Source data
----------------

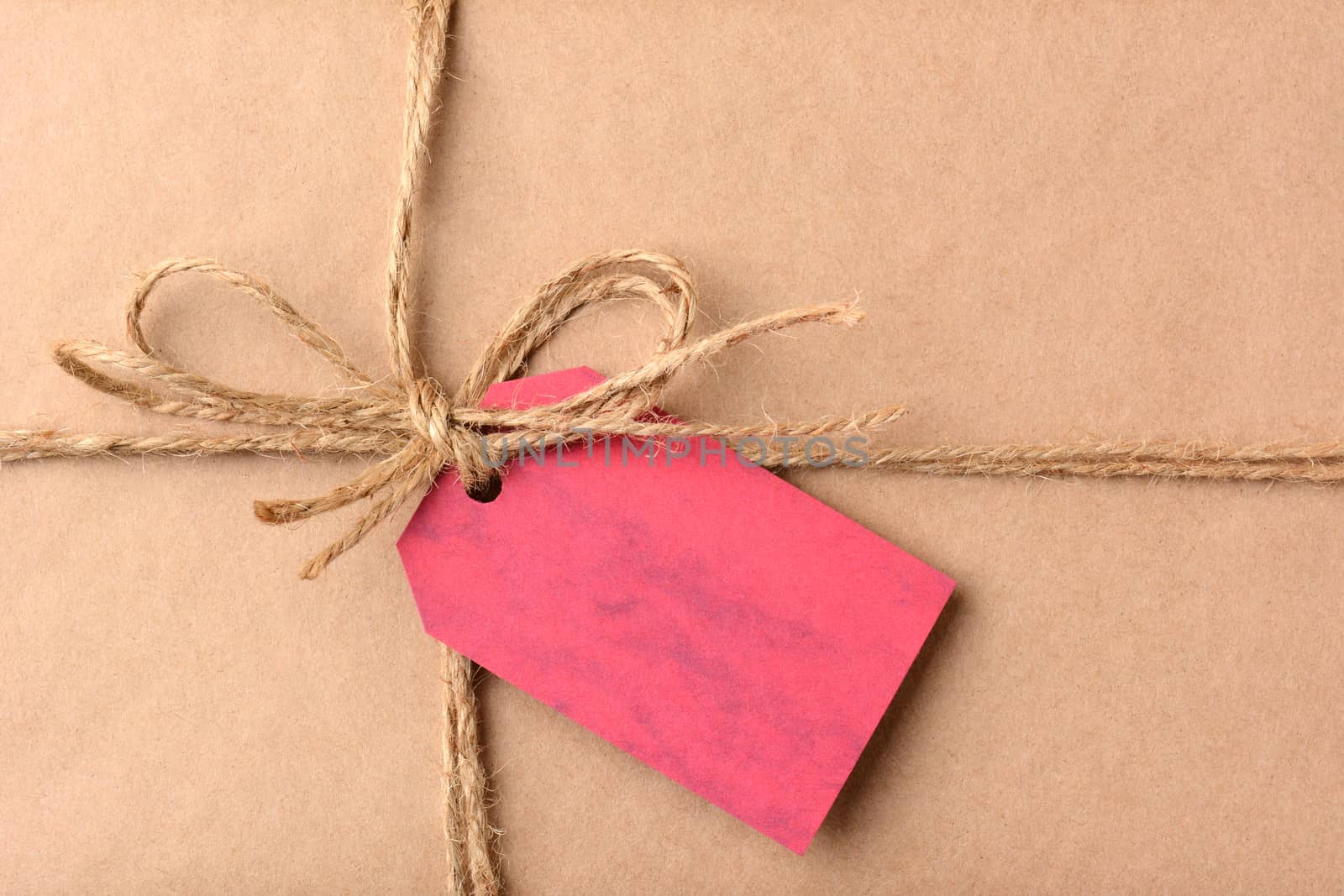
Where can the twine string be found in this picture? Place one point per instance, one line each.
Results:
(416, 430)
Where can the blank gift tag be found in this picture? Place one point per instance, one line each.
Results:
(696, 611)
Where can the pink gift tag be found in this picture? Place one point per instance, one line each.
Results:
(709, 618)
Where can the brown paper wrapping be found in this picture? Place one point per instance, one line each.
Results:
(1062, 221)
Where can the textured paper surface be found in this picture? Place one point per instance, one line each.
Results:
(701, 614)
(1061, 219)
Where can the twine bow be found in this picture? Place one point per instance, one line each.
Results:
(417, 430)
(410, 422)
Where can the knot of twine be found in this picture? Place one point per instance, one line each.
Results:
(417, 430)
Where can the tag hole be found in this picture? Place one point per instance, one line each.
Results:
(487, 490)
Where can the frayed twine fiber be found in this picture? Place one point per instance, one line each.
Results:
(417, 430)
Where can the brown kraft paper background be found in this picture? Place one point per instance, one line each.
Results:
(1063, 221)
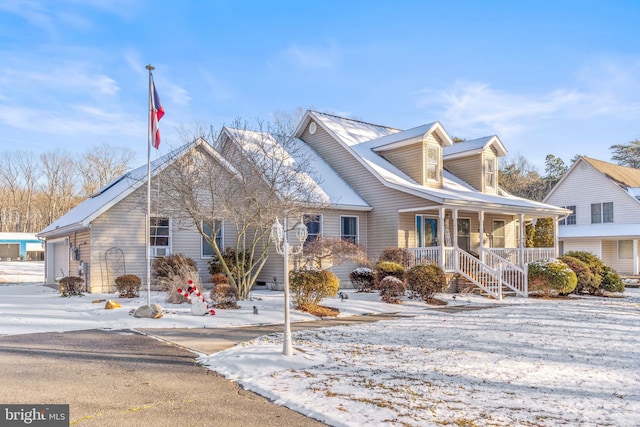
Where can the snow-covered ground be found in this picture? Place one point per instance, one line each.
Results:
(522, 362)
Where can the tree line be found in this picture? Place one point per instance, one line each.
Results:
(521, 178)
(35, 190)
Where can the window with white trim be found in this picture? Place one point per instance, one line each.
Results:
(433, 162)
(207, 248)
(498, 237)
(601, 213)
(571, 218)
(349, 228)
(625, 249)
(159, 237)
(314, 226)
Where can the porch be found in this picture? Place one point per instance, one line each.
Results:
(494, 270)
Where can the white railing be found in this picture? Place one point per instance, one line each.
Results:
(513, 277)
(529, 254)
(480, 274)
(535, 254)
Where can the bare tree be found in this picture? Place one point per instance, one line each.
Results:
(59, 184)
(251, 177)
(100, 164)
(627, 154)
(521, 178)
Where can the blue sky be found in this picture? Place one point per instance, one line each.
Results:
(548, 77)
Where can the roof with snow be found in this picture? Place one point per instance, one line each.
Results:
(474, 146)
(361, 138)
(99, 202)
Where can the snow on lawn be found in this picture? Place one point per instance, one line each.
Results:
(524, 362)
(535, 362)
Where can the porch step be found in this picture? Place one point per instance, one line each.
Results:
(465, 286)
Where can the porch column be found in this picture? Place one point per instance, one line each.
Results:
(481, 230)
(521, 245)
(556, 238)
(635, 257)
(441, 234)
(455, 240)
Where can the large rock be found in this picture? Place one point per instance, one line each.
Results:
(111, 304)
(153, 311)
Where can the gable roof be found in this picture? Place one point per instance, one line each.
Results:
(327, 184)
(626, 178)
(353, 136)
(81, 216)
(622, 175)
(474, 146)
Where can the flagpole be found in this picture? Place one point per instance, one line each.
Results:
(148, 215)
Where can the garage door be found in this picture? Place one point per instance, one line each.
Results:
(60, 259)
(9, 251)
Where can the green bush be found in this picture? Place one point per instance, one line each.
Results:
(400, 255)
(392, 290)
(611, 280)
(223, 295)
(233, 261)
(309, 287)
(71, 285)
(587, 281)
(424, 280)
(173, 272)
(128, 285)
(607, 279)
(362, 279)
(551, 277)
(388, 268)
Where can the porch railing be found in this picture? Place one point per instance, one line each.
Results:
(513, 277)
(480, 274)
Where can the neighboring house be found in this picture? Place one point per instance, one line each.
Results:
(604, 200)
(383, 187)
(21, 247)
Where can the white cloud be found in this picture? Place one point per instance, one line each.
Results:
(601, 90)
(313, 57)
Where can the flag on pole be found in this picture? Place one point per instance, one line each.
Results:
(157, 111)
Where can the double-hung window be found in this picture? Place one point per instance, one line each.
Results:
(159, 237)
(314, 226)
(433, 163)
(490, 173)
(571, 218)
(349, 228)
(207, 248)
(601, 213)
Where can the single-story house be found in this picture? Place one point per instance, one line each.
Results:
(385, 187)
(21, 247)
(604, 200)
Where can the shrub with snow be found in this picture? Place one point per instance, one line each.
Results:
(424, 280)
(392, 290)
(388, 268)
(309, 287)
(71, 285)
(551, 276)
(128, 285)
(362, 279)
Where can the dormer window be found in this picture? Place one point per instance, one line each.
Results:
(433, 163)
(490, 173)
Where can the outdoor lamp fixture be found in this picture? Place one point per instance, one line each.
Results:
(279, 237)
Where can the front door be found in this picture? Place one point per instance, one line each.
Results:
(427, 231)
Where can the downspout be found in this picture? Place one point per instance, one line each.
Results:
(521, 244)
(481, 230)
(441, 234)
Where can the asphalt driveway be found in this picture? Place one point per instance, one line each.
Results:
(123, 378)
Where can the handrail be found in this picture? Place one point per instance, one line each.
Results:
(480, 274)
(513, 277)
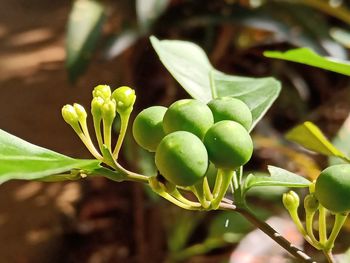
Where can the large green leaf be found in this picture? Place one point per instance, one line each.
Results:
(190, 66)
(22, 160)
(83, 31)
(308, 57)
(342, 142)
(279, 177)
(257, 93)
(311, 137)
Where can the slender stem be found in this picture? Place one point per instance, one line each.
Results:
(212, 84)
(225, 183)
(107, 133)
(124, 120)
(207, 191)
(310, 232)
(184, 200)
(218, 182)
(329, 256)
(97, 127)
(338, 224)
(268, 230)
(177, 202)
(322, 225)
(197, 189)
(88, 144)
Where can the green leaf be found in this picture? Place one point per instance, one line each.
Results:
(83, 31)
(308, 57)
(311, 137)
(190, 66)
(279, 177)
(257, 93)
(342, 142)
(22, 160)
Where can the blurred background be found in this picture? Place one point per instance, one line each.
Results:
(55, 52)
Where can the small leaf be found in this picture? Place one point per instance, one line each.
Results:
(279, 177)
(342, 142)
(257, 93)
(22, 160)
(311, 137)
(190, 66)
(83, 31)
(308, 57)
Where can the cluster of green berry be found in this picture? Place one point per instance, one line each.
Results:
(190, 134)
(329, 193)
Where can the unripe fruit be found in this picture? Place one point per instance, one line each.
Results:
(228, 108)
(181, 158)
(148, 127)
(228, 144)
(188, 115)
(333, 188)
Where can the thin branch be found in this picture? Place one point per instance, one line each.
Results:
(268, 230)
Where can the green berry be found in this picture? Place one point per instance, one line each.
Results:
(188, 115)
(229, 144)
(291, 201)
(148, 127)
(333, 188)
(181, 158)
(228, 108)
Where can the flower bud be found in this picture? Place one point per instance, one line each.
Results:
(69, 114)
(80, 110)
(311, 203)
(291, 200)
(125, 98)
(109, 110)
(103, 91)
(96, 107)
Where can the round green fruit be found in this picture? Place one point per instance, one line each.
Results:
(188, 115)
(181, 158)
(148, 127)
(333, 188)
(228, 144)
(228, 108)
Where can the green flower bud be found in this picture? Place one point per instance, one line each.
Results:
(109, 110)
(125, 98)
(291, 200)
(103, 91)
(80, 110)
(311, 203)
(69, 114)
(96, 107)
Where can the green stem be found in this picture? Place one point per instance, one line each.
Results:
(88, 143)
(197, 189)
(338, 224)
(329, 256)
(124, 120)
(212, 84)
(225, 183)
(322, 225)
(268, 230)
(97, 127)
(207, 192)
(184, 200)
(310, 232)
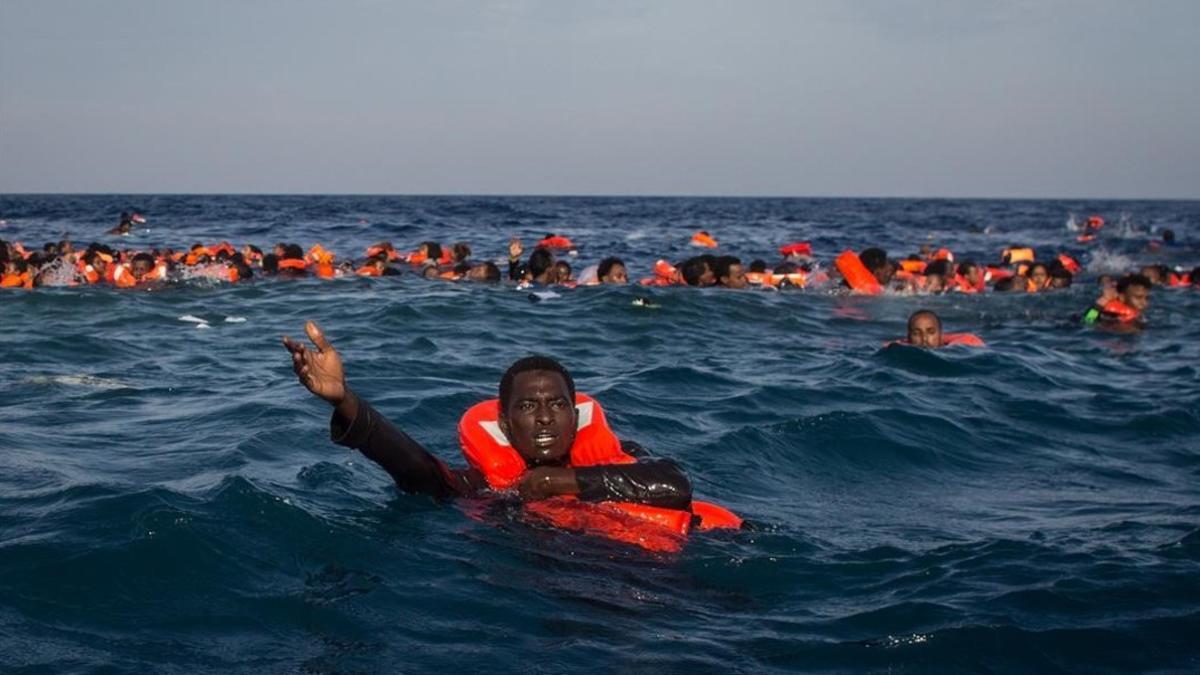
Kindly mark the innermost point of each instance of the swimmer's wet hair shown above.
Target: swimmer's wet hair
(529, 364)
(606, 266)
(874, 258)
(1133, 280)
(913, 316)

----------------

PROBLEM STATEMENT:
Write out all of the rows above again, leaving out the pictures, with every "Results" changed to "Points" and nothing else altered.

CORRECT OUTPUT:
Where can the twine string be found in this picture? Place one point per instance, one line each.
Points:
(416, 430)
Where can the blank gift tag be found in this picture? Place one point per instance, one line each.
Points:
(696, 611)
Where can the pink gift tag be found in this picture? Place one point per instance, one line each.
Points:
(709, 618)
Where can the brown paper wrapping be found in this picture? Place one point per instance, one line each.
Points:
(1062, 221)
Where can the textured paper surface be found in this picture? Place one point per instance, one line each.
Points:
(701, 614)
(1061, 219)
Where can the twine bow be found in this picture? Place one point per instance, one line each.
Points:
(417, 430)
(410, 422)
Where can the knot of twine be found in this picture? Place one point per instance, one line each.
Points:
(417, 430)
Where can the tag hole be found in this picture? Place one point per instance, one line each.
Points:
(487, 490)
Where can the frayed twine fiber be found in this picture? Place one point per instance, one line each.
Points:
(417, 430)
Where can the brown kraft paper background be found in this picture? Place one point per instance, one line each.
Points:
(1063, 221)
Where can the snow-covered ground be found in this picture? Place one point per instance, one line each.
Points:
(522, 362)
Where can the tree line be found in this picture? Place one point per instance, one line each.
Points:
(521, 178)
(35, 190)
Where can the window with white trim be found in this picture? Place one point per instance, one line each.
Points:
(433, 162)
(207, 248)
(498, 237)
(601, 213)
(571, 218)
(349, 228)
(625, 249)
(159, 237)
(314, 226)
Where can the porch be found in this picture? Place one point per instance, one line each.
Points:
(494, 270)
Where can the white railing be found in this picture? Place one point per instance, one line each.
Points:
(513, 277)
(529, 254)
(480, 274)
(535, 254)
Where can the bare tree be found in this picture? Place one point per instance, one line each.
Points:
(59, 184)
(251, 177)
(100, 164)
(627, 154)
(521, 178)
Where can the blue sky be found in this picture? Place one point per instance, one line each.
Points:
(548, 77)
Where can the roof with snow be found in this picture? Place one point per instance, one line each.
Points:
(474, 146)
(361, 138)
(99, 202)
Where can the snow on lawn be found in this picture? Place one point per instance, one line each.
Points:
(524, 362)
(535, 362)
Where can the porch step be found in this picture? Place one point per instance, one line each.
Points:
(465, 286)
Where can the porch column be found in this picture? Place one point per instance, one line each.
Points:
(481, 230)
(521, 245)
(556, 238)
(635, 257)
(441, 234)
(455, 240)
Where can the large rock be found in this picture? Place one point per instance, one line each.
Points:
(111, 304)
(153, 311)
Where can the gable roof be found in this picture? Place one point per instance, one line each.
Points:
(327, 184)
(626, 178)
(353, 136)
(81, 216)
(622, 175)
(474, 146)
Where can the flagpole be found in this picture? Place one point per instance, one line each.
Points:
(148, 215)
Where can the garage door be found in this picture? Place one point per instance, one line each.
Points:
(60, 259)
(9, 251)
Where can the green bush be found in this picture? Place one point per instance, one line each.
Points:
(400, 255)
(392, 290)
(611, 280)
(223, 295)
(233, 261)
(309, 287)
(71, 285)
(587, 281)
(424, 280)
(173, 272)
(128, 285)
(607, 279)
(362, 279)
(551, 277)
(388, 268)
Where can the porch railing be found in this picture? Place one point per instance, one line each.
Points:
(513, 277)
(480, 274)
Where can the neighboring house be found in this picture? Place one point per instance, one line each.
Points:
(604, 200)
(383, 187)
(21, 247)
Where can the white cloud be found in this picture? Place one point per instance, one line each.
Points:
(601, 90)
(313, 57)
Where can the flag on pole be found in this picture? Place one point per instance, one line each.
Points:
(157, 111)
Where can the double-hung window be found in this picture? Place one point per instance, one line each.
Points:
(159, 237)
(314, 226)
(433, 163)
(490, 173)
(571, 218)
(349, 228)
(207, 248)
(601, 213)
Where can the single-story house be found in this picture? Place one point per instance, one line each.
Points:
(385, 187)
(21, 247)
(604, 200)
Where can the shrub with snow be found in this picture? Place one point per instance, one line each.
Points:
(424, 280)
(392, 290)
(388, 268)
(309, 287)
(71, 285)
(551, 276)
(128, 285)
(362, 279)
Where can the dormer window be found in this picture? Place one point per instance, one line each.
Points:
(433, 163)
(490, 173)
Where can the outdoor lamp fixture be found in this picture? Place one point per instance, one line each.
Points:
(279, 237)
Where can the front door be found in this picture? Place one point per instance, one line each.
Points:
(427, 231)
Where can the downspout be found in this picture? Place one point per instance, one line each.
Points:
(521, 244)
(481, 230)
(441, 234)
Where can the asphalt driveway be found in this picture? Place one point per instance, one line each.
Points:
(123, 378)
Where can the handrail be found in this picture? Place one point per instance, one line each.
Points:
(480, 274)
(513, 277)
Where can the large green leaf be found in this picture? Place one point per instance, one line each.
Points:
(190, 66)
(22, 160)
(83, 31)
(308, 57)
(342, 142)
(279, 177)
(257, 93)
(311, 137)
Where can the slender stem be found in this picture? Place one point per instance, one line each.
Points:
(212, 84)
(225, 183)
(107, 133)
(124, 120)
(207, 191)
(310, 232)
(184, 200)
(218, 182)
(329, 256)
(97, 127)
(338, 224)
(268, 230)
(177, 202)
(322, 225)
(197, 189)
(88, 144)
Where can the green leaf be found in this picture? Place one point per instance, one line each.
Points:
(83, 31)
(308, 57)
(311, 137)
(190, 66)
(279, 177)
(257, 93)
(342, 142)
(22, 160)
Where can the blurred background be found in this picture? Place one point per instance, one line each.
Points:
(55, 52)
Where can the small leaf be found in this picture? Place one point per instance, one line each.
Points:
(279, 177)
(342, 142)
(257, 93)
(22, 160)
(311, 137)
(190, 66)
(83, 31)
(308, 57)
Where can the cluster of green berry be found in this picture? Place one point per instance, one line each.
Points:
(190, 134)
(329, 193)
Where can the unripe fruit be found in this picture? Place one point per instance, one line each.
Points:
(228, 108)
(181, 158)
(148, 127)
(228, 144)
(188, 115)
(333, 188)
Where can the thin branch be found in this picture? Place one point per instance, one line each.
Points:
(268, 230)
Where can the green berry be found in this picture? Place one point per instance, one line each.
Points:
(188, 115)
(229, 144)
(291, 201)
(148, 127)
(333, 188)
(181, 158)
(228, 108)
Where can the flower bud be found in this picture? Place one point per instance, one line each.
Points:
(69, 114)
(80, 110)
(311, 203)
(291, 200)
(125, 98)
(109, 110)
(103, 91)
(96, 107)
Where can the round green fruit be found in this picture? Place one point per instance, one line each.
Points:
(188, 115)
(181, 158)
(148, 127)
(333, 188)
(228, 144)
(228, 108)
Where can the green flower bud be found in this picture? Place one point per instance, one line each.
Points:
(109, 110)
(125, 98)
(291, 200)
(103, 91)
(80, 110)
(311, 203)
(69, 114)
(96, 107)
Where can the green stem be found in this picture? Place one point per instance, one line each.
Points:
(88, 143)
(197, 189)
(338, 224)
(329, 256)
(124, 120)
(212, 84)
(225, 183)
(322, 225)
(268, 230)
(97, 127)
(207, 192)
(184, 200)
(310, 232)
Kindly mark the innermost point of each instance of the swimmer's wet hair shown above.
Target: swimmer's wet hair
(529, 364)
(606, 266)
(874, 258)
(1133, 280)
(913, 316)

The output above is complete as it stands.